- **Stated problem 1**
Edit the records from the line containing "Locate every instance of the wall" down to the end of the records, replacing "beige drapes" with "cream drapes" and keeping everything else unchanged.

- **Document passage**
-- START --

The jury is definitely still out over the question of the need for OSR desiccation among the iOSR grower group.
While some have successfully left crops to senesce naturally and gained the full benefit of the green leaf area, the experiences of combining challenges at harvest means glyphosate will remain a key tool for most.
The overriding consensus was that crops at relatively high plant populations, with thin stems, which were still standing well, could potentially be left to naturally senesce.
However, lower plant populations with thick stems and masses of side branches presented real problems of remaining too green at the base to cut when the pods were ripe; when desiccation would prove essential.
iOSR growers were looking at desiccation timing to eke out extra days of seed fill from green leaf, given the challenge of timing glyphosate applications - with or without a pod sealant - to coincide with harvest opportunities.
It remains viewed as an essential option, with little appetite for a return to swathing.
Growers were reminded the EU decision to withdraw all diquat products meant Reglone orders for this year’s harvest must be delivered onto farm by July 31, and used by February 4, 2020.
Trials of companion cropping at the iOSR Focus Site in Cambridgeshire have shown good crop establishment, particularly from rows sown alternating with OSR drilled at 50 cm spacing, compared to where the companion crop is grown in the row with OSR.
However, while mustard is being touted as the best option for companion cropping OSR, Syngenta Technical Manager Georgina Wood reported it was still growing extremely strongly in early February – with implications for competition until frost would take effect.
The results for OSR plant numbers and CSFB larvae populations would be assessed over the spring.

-- END --

- **Working data**
-- START --

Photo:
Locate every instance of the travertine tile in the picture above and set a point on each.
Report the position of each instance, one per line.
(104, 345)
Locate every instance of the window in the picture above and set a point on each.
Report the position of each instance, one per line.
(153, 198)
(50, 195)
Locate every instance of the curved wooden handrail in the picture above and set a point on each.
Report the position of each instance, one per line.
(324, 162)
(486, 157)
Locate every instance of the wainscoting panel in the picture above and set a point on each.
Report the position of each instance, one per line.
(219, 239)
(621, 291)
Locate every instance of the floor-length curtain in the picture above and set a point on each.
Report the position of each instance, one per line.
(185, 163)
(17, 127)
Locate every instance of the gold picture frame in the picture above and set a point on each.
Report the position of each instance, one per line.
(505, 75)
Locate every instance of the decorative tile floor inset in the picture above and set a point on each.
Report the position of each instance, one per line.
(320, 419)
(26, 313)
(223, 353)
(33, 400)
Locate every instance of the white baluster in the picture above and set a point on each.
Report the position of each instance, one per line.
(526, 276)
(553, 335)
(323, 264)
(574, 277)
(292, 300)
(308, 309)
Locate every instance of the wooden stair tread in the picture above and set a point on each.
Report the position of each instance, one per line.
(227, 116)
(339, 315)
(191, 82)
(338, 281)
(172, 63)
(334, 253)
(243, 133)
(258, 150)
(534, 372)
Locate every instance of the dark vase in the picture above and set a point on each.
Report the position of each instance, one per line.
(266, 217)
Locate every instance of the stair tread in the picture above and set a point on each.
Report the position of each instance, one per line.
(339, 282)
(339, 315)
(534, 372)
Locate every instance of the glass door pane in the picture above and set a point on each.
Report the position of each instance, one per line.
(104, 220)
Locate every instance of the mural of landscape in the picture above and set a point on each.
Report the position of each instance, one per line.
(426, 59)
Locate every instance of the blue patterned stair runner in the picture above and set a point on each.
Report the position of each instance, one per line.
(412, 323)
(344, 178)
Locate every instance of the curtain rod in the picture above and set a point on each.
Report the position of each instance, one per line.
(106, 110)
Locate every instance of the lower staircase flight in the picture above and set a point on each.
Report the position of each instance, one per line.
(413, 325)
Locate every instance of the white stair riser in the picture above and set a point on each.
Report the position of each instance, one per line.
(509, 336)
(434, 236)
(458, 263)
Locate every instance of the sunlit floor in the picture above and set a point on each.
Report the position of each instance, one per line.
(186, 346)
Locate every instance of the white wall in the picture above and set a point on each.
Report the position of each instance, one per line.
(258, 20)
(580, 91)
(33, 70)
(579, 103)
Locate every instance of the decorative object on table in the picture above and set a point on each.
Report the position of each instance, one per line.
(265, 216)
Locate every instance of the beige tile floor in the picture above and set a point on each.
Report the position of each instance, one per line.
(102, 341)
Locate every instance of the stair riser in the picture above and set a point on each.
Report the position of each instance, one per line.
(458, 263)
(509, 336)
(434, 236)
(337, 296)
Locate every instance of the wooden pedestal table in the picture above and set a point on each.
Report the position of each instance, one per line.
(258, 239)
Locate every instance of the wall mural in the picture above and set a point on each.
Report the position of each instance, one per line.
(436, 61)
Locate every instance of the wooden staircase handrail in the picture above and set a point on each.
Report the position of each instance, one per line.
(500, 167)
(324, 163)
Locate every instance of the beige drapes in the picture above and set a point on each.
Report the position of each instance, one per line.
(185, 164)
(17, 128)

-- END --

- **Stated problem 2**
Answer these questions from the passage on OSR desiccation and companion cropping:
(a) By what date must Reglone orders for this year's harvest be delivered onto farm?
(b) At what spacing was OSR drilled in the rows alternating with the companion crop?
(c) Which plant is being touted as the best option for companion cropping OSR?

- **Final answer 1**
Locate every instance of the wall mural in the picture above and set a point on each.
Report the position of each instance, one per line.
(436, 61)
Locate every instance of the wooden staircase handrail in the picture above and set a point on each.
Report the position of each instance, one per line.
(500, 167)
(324, 163)
Locate every instance of the cream drapes in the picture above and set a point on each.
Report the position of each instance, one per line.
(185, 164)
(17, 128)

- **Final answer 2**
(a) July 31
(b) 50 cm
(c) Mustard